Problems to work on>
1. Answer these questions from the Ibiza eviction article:
(a) On what day and date is the Sa Joveria eviction due?
(b) About how many people are living at Can Misses, according to local reporting?
(c) How many workers was Vibra Hotels already accommodating, according to Radio Ibiza?
2. Reproduce the Ibiza eviction article word for word from "A housing crisis" to "the main reasons.".

Text block>
##############################
As Ibiza prepares for another tourist season, one of the island’s biggest pressures is no longer hiding in the background. Around 200 people are facing eviction from informal settlements this April, many of them workers tied to the very economy that keeps the island running.
The timing is what makes this story so stark. Hotels, bars, construction firms and services across Ibiza are gearing up for the busy months ahead, yet some of the people expected to help power that season are living in caravans, makeshift huts and tents because they cannot afford a legal place to live.
The two evictions now shaping the debate
The first major eviction is due at Sa Joveria on Monday, 21 April, after a court-authorised entry, dismantling and clearance of the site. Ibiza Town Hall says about 130 people were living there in the latest counts carried out by the local police and municipal social services. The site is to be fenced off afterwards to prevent the situation from returning.
A second eviction is scheduled for 29 April at Can Misses, where local reporting has said around 80 people are living in caravans, tents and other precarious structures. Taken together, the two operations are expected to affect about 200 people.
The council’s reasoning is clear and hard to dismiss. In the Sa Joveria case, municipal reports cited risks linked to hygiene, fire, waste, pests, water supply and possible environmental contamination, while the nearby hospital also raised concerns over unauthorised access and operational pressure on services.
A housing crisis hidden behind the postcard image
What makes the Ibiza worker housing crisis more unsettling is that it is not simply a story about marginal settlements. It is also a story about what happens when even people in work are priced out of the places where they are needed most. El País reported that some rooms on the island are being offered at more than €1,000 a month, levels that push low-paid and seasonal workers into impossible choices.
That pressure is not confined to one encampment or one sector. Spanish radio reporting this month said 30 per cent of fixed-discontinuous employees who usually return from mainland Spain to work in Ibiza’s hotels have rejected this year’s call-back, with housing difficulties cited as one of the main reasons.
Some hotel groups have tried to respond by housing staff themselves. Radio Ibiza reported in February that Vibra Hotels was already accommodating 420 workers and converting former hotel space for staff use, while other groups said they could only help a small share of employees. Even so, employers have made clear they cannot solve the island’s housing problem alone.
##############################
Supplied information>

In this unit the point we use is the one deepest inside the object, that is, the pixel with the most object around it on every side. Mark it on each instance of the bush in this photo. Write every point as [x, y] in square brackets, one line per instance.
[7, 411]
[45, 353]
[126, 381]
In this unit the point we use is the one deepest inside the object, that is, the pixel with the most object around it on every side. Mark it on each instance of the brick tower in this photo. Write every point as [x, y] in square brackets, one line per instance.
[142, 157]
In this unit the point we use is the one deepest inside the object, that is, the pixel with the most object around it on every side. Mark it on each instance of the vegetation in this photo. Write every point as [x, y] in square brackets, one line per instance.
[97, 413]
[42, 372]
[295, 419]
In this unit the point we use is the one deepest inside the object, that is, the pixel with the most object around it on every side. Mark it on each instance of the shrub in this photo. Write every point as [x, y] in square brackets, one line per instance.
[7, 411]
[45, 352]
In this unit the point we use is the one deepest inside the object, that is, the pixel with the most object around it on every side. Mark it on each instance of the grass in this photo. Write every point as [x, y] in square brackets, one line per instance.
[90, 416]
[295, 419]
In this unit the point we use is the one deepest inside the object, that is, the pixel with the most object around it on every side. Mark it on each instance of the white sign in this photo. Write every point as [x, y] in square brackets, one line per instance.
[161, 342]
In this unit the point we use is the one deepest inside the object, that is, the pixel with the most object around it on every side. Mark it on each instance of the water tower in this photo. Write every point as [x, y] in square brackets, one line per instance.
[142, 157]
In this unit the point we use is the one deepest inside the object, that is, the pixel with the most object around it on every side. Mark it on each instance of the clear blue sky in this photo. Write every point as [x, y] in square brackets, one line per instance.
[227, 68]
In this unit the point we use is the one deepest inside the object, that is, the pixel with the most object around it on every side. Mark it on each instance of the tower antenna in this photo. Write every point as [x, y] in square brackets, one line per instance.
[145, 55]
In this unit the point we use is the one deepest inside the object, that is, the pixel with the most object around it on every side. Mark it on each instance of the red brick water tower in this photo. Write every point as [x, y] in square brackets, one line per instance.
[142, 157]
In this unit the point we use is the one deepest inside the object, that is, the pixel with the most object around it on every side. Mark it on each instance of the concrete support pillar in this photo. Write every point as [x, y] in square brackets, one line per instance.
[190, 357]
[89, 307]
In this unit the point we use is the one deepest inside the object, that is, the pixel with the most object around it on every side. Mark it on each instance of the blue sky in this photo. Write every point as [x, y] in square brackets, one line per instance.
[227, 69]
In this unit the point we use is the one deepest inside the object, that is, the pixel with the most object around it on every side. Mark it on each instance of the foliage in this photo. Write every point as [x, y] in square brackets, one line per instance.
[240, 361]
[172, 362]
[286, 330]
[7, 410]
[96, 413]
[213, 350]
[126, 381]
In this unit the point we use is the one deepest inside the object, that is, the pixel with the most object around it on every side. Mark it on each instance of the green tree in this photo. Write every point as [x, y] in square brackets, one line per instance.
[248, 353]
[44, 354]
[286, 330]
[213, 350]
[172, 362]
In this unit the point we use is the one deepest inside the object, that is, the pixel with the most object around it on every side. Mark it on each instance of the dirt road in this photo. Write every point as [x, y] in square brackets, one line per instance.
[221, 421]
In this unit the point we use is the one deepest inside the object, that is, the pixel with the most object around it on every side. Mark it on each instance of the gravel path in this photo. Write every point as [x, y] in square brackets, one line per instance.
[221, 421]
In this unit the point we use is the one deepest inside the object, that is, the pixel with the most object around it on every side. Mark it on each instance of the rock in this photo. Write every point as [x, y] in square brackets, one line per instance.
##############################
Answers to this exercise>
1.
(a) Monday, 21 April
(b) Around 80 people
(c) 420 workers

2.
A housing crisis hidden behind the postcard image
What makes the Ibiza worker housing crisis more unsettling is that it is not simply a story about marginal settlements. It is also a story about what happens when even people in work are priced out of the places where they are needed most. El País reported that some rooms on the island are being offered at more than €1,000 a month, levels that push low-paid and seasonal workers into impossible choices.
That pressure is not confined to one encampment or one sector. Spanish radio reporting this month said 30 per cent of fixed-discontinuous employees who usually return from mainland Spain to work in Ibiza’s hotels have rejected this year’s call-back, with housing difficulties cited as one of the main reasons.